_EXERCISE DETAILS_
For this exercise, copy the data exactly and omit any images.

(Region pointing data)

◆ ◆ ◆ ◆ ◆ ◆ ◆

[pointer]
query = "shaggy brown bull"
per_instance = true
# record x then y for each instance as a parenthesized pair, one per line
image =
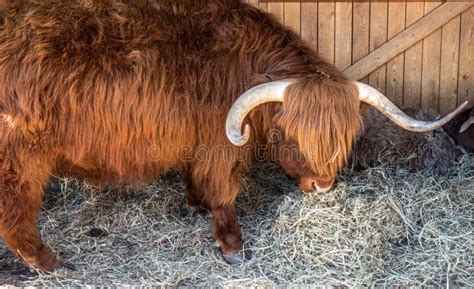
(119, 91)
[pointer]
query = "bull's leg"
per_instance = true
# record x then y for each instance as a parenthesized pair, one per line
(23, 175)
(219, 195)
(195, 198)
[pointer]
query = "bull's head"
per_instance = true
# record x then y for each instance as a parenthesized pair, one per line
(320, 118)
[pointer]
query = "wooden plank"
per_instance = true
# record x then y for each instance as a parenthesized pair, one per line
(466, 57)
(292, 15)
(413, 60)
(276, 8)
(253, 2)
(396, 20)
(378, 36)
(407, 38)
(343, 35)
(326, 22)
(309, 23)
(360, 38)
(431, 65)
(449, 65)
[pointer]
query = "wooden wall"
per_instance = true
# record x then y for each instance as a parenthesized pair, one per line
(430, 66)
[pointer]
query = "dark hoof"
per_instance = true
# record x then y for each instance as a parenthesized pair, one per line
(68, 266)
(238, 258)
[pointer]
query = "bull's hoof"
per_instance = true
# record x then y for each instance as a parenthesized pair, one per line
(239, 257)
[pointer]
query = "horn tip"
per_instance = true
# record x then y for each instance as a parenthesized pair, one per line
(239, 140)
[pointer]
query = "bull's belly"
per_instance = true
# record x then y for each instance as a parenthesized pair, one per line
(116, 169)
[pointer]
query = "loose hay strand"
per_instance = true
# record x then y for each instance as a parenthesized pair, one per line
(387, 224)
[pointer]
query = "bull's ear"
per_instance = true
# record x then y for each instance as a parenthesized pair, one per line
(466, 124)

◆ ◆ ◆ ◆ ◆ ◆ ◆

_RESULT OF THIS EXERCISE_
[pointer]
query = "shaggy brown bull"
per_instance = true
# record x then y for each instance as a parenthesized pair, one per line
image =
(119, 91)
[pointer]
query = "bull's leg"
per_instance = true
# record x then y for each instance as a parenthesized pair, one per line
(23, 175)
(219, 195)
(195, 198)
[pointer]
query = "bull's head"
per_instance = true
# record x then y for each instance as a parenthesized pair, one per line
(320, 118)
[pointer]
query = "wooden plank"
per_instance = true
# record x then y for each instance as a parenthesized pair, one per line
(466, 57)
(292, 15)
(413, 60)
(276, 8)
(253, 2)
(396, 20)
(378, 36)
(407, 38)
(343, 35)
(326, 22)
(309, 23)
(360, 38)
(431, 65)
(449, 65)
[pointer]
query = "wooden wall"
per_instance = true
# record x then y for each instance as a parenthesized pair, one per line
(430, 66)
[pointer]
query = "dark hoof"
per_instance = true
# record x then y for each instance as a parenthesized pair, one per line
(68, 266)
(238, 258)
[pointer]
query = "bull's hoof"
per_instance = true
# record x then y for each instance as a parenthesized pair, one per line
(239, 257)
[pointer]
query = "horn tip"
per_instance = true
# record x then y for each instance as a parenthesized pair, one per line
(239, 140)
[pointer]
query = "bull's belly"
per_instance = true
# record x then y for each instance as a parenthesized pair, one per line
(116, 169)
[pointer]
query = "loose hay strand"
per_instance = true
# record x then y for each instance as a parenthesized pair, one per line
(387, 224)
[pointer]
query = "bull's ear"
per_instance = true
# record x then y for each instance as a parenthesized pair, one per line
(466, 124)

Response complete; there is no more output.